- [Exercise brief]:
Which lines of the entries below hold the word "stone"? Report each of them.

(Stored items)
= = =
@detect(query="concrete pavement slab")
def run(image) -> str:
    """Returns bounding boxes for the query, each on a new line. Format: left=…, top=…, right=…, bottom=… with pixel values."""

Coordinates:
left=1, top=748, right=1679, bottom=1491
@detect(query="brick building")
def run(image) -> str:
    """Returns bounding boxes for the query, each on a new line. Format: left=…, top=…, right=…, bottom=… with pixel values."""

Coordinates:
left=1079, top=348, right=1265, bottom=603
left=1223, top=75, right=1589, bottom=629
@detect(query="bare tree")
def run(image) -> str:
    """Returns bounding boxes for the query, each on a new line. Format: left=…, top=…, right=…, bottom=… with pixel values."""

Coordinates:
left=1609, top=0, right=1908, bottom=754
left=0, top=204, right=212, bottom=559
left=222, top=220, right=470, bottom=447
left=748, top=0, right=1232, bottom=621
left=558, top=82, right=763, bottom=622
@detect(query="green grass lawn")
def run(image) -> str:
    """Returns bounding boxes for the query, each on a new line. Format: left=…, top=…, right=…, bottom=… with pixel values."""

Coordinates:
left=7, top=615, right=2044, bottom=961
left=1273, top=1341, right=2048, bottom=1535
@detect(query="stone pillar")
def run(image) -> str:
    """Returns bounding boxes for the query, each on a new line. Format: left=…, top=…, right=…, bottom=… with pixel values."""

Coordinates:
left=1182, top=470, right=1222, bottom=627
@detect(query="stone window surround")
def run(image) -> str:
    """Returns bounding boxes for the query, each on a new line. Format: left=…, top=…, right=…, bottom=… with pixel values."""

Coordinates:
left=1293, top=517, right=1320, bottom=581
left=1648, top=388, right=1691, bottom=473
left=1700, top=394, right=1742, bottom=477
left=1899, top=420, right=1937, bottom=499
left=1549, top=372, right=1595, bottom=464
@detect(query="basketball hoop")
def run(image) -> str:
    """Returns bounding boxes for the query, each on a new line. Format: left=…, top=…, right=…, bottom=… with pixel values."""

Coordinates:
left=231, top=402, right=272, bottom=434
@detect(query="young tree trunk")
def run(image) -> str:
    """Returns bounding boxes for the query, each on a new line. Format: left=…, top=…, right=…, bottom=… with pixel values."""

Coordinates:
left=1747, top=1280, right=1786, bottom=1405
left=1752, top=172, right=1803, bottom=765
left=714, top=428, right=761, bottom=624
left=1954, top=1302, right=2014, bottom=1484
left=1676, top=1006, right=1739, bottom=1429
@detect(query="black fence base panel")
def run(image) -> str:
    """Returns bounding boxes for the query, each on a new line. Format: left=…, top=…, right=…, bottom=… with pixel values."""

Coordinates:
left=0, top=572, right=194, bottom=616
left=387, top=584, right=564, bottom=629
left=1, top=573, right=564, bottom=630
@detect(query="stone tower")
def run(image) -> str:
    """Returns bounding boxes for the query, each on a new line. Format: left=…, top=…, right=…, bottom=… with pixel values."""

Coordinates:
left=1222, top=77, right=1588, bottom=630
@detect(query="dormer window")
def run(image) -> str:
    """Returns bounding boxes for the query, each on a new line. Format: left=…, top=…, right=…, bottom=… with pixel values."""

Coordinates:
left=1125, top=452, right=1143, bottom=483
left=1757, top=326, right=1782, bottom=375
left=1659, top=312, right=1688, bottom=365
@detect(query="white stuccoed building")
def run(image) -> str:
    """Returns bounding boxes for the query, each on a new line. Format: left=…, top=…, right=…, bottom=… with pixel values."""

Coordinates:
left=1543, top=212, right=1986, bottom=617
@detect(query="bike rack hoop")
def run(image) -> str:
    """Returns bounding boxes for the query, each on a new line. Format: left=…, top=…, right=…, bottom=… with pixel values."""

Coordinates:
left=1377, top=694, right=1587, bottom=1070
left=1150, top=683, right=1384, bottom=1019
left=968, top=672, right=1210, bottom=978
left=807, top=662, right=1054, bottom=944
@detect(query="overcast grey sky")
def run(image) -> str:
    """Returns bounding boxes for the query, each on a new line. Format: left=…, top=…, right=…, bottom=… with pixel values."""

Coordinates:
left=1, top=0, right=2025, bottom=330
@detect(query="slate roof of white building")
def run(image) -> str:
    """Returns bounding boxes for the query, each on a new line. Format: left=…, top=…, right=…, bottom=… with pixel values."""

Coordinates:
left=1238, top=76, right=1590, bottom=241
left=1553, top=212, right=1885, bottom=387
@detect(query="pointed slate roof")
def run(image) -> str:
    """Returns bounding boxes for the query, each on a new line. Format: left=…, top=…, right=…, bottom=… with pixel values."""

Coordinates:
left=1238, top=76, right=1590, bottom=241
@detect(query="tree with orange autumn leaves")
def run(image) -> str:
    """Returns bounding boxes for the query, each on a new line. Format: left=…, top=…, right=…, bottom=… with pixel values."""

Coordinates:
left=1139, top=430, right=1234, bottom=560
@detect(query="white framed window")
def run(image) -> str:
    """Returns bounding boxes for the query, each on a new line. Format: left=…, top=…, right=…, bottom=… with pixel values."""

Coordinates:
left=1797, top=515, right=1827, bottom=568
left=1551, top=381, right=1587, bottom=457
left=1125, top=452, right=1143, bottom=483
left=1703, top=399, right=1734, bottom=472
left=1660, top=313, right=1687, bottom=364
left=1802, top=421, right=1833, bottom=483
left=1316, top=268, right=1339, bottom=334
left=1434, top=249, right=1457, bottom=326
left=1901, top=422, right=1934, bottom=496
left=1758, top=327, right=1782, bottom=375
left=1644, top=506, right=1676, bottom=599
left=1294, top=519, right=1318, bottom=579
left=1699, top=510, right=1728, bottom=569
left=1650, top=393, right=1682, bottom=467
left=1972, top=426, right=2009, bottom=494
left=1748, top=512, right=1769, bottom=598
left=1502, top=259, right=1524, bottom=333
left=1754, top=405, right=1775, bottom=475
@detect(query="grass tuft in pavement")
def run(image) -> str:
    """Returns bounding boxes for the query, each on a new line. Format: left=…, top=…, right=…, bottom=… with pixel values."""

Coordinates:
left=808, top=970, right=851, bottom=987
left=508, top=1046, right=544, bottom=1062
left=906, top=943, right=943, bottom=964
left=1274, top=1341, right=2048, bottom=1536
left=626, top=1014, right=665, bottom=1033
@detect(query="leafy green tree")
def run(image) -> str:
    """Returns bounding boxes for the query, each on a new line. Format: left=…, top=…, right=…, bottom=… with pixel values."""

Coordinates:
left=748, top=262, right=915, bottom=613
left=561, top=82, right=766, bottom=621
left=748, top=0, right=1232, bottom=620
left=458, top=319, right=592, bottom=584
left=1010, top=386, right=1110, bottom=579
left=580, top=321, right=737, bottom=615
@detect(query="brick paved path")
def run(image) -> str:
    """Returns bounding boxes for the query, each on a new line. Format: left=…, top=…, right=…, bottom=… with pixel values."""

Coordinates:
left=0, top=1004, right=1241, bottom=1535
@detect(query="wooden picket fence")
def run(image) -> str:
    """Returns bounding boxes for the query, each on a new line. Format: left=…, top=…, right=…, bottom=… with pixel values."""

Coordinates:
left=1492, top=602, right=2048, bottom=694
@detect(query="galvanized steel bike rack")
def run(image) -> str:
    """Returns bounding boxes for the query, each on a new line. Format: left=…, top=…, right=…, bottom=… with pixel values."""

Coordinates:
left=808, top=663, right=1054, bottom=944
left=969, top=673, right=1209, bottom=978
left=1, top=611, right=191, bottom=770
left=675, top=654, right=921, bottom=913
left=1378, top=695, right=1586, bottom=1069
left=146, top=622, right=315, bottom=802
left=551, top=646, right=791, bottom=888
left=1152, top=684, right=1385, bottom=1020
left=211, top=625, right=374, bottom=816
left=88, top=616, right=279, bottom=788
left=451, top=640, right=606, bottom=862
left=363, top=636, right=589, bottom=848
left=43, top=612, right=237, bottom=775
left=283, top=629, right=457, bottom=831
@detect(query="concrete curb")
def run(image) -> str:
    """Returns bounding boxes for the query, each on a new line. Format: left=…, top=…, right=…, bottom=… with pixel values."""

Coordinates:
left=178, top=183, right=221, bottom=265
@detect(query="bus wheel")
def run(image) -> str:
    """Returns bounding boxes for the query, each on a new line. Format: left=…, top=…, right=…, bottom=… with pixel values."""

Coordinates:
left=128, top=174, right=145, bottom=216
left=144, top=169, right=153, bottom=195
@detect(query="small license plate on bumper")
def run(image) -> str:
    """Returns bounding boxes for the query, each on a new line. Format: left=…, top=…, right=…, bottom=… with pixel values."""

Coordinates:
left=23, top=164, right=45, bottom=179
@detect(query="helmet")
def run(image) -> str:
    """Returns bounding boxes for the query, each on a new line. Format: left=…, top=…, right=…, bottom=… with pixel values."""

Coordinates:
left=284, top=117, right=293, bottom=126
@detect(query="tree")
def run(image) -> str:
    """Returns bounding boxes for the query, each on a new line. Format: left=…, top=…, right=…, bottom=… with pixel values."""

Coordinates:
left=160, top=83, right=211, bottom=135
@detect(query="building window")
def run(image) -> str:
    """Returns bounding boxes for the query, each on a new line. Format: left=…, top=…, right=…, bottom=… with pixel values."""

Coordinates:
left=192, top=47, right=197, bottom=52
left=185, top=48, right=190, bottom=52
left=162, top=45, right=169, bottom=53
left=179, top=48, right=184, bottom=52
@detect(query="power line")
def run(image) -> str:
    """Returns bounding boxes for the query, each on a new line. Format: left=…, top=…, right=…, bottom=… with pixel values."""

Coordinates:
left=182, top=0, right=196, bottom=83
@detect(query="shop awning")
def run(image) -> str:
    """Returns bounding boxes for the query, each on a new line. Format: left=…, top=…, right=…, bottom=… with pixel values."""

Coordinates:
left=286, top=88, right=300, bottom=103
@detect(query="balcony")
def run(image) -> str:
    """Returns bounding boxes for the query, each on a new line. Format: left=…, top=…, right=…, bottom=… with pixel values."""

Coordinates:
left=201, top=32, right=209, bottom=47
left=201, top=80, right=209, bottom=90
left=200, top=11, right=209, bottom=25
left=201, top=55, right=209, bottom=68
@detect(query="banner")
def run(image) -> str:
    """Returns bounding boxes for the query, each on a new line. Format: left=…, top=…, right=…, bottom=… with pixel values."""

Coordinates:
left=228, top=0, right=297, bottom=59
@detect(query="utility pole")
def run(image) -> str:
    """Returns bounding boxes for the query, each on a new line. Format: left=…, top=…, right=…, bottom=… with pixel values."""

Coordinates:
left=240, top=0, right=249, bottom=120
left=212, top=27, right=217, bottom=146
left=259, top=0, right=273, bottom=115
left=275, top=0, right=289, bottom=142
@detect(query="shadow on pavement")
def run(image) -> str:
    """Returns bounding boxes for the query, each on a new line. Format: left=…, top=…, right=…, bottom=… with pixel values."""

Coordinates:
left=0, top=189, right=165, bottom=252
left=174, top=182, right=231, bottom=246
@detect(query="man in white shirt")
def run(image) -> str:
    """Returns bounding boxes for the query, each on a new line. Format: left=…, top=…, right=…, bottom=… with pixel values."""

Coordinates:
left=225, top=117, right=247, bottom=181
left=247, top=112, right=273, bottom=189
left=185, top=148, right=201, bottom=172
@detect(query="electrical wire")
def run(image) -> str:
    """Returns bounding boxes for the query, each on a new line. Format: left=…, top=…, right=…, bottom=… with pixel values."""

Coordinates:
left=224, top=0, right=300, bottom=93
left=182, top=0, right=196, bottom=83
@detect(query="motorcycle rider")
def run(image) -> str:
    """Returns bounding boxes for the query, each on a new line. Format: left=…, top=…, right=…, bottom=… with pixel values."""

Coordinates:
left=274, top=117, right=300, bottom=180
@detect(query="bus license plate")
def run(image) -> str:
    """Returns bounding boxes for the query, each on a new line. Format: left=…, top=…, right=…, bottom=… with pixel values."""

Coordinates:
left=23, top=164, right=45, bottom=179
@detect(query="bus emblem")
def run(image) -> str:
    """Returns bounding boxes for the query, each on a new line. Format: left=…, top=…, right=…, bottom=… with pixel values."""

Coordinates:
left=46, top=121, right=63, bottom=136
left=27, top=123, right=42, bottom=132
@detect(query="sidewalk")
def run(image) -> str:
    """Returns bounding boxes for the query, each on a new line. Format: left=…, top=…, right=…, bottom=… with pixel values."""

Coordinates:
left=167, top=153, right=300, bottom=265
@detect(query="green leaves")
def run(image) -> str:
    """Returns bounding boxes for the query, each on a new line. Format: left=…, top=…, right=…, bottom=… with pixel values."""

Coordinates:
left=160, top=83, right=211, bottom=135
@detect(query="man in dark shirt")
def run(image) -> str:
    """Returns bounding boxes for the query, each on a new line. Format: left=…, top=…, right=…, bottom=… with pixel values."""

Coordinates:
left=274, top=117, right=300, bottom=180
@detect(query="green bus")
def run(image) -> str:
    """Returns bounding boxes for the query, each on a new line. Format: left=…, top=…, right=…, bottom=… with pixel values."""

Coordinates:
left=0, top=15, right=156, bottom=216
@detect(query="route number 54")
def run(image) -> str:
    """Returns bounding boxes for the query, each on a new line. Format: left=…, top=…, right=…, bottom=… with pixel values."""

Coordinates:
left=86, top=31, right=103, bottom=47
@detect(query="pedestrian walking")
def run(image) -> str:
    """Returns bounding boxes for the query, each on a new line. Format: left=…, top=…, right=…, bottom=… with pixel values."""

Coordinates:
= = =
- [Response box]:
@detect(query="stone pillar")
@detect(query="stone window surround")
@detect(query="stone tower")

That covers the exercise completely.